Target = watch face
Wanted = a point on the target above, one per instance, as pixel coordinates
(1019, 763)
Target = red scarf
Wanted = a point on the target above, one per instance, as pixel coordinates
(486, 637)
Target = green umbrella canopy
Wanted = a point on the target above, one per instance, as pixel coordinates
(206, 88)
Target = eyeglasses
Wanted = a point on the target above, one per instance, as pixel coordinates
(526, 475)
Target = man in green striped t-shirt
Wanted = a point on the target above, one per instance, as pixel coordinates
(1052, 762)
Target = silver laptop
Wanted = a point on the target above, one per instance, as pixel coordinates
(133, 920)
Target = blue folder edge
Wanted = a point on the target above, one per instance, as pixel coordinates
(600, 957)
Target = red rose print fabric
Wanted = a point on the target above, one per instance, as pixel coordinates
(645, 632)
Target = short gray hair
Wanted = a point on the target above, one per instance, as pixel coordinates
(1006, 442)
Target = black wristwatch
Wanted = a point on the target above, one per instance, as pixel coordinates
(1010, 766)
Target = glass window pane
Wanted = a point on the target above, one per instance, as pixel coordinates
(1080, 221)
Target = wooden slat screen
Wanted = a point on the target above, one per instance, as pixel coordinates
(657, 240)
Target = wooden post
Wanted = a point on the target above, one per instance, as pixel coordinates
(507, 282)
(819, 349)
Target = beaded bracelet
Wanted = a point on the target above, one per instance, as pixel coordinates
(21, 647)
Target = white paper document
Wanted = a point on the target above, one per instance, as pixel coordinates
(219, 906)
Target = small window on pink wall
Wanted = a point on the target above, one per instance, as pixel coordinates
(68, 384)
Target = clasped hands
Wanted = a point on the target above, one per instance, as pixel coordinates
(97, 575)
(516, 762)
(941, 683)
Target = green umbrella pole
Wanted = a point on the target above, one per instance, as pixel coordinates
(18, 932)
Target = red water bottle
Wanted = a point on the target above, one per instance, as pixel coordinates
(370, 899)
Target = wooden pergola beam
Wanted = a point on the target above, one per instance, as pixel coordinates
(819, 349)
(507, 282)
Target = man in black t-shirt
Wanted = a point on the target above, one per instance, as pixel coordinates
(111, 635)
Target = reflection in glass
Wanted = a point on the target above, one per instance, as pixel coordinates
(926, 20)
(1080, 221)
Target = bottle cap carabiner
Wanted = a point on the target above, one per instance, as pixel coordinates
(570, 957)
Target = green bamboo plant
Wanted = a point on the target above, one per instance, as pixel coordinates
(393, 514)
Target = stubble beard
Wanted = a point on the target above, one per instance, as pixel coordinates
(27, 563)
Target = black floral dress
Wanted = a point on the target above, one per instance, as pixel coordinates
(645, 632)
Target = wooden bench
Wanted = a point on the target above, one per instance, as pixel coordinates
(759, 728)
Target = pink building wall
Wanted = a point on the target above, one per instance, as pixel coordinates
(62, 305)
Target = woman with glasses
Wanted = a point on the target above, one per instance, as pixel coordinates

-----

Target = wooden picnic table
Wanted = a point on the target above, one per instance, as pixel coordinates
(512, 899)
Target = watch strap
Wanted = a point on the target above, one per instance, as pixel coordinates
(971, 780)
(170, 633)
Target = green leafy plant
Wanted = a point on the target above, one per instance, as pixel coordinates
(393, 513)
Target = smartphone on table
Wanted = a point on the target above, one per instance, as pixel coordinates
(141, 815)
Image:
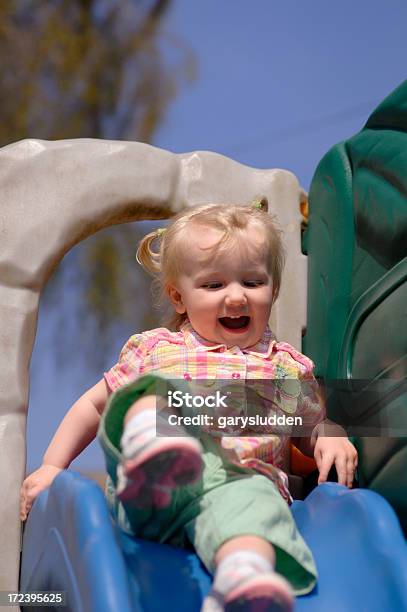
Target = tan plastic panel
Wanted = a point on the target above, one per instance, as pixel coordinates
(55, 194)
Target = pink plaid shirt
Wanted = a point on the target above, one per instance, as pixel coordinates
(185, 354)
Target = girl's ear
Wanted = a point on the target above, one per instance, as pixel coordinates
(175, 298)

-----

Task directions> Reproduce verbatim the lines from the one containing "Target = eyeglasses" through the one containing "(1052, 762)", including both of those lines.

Solution to this exercise>
Target = eyeglasses
Wanted = a point on the target above, one per instance, as pixel coordinates
(526, 475)
Target = man in green striped t-shirt
Wanted = a point on the target above, one per instance, as pixel coordinates
(1052, 762)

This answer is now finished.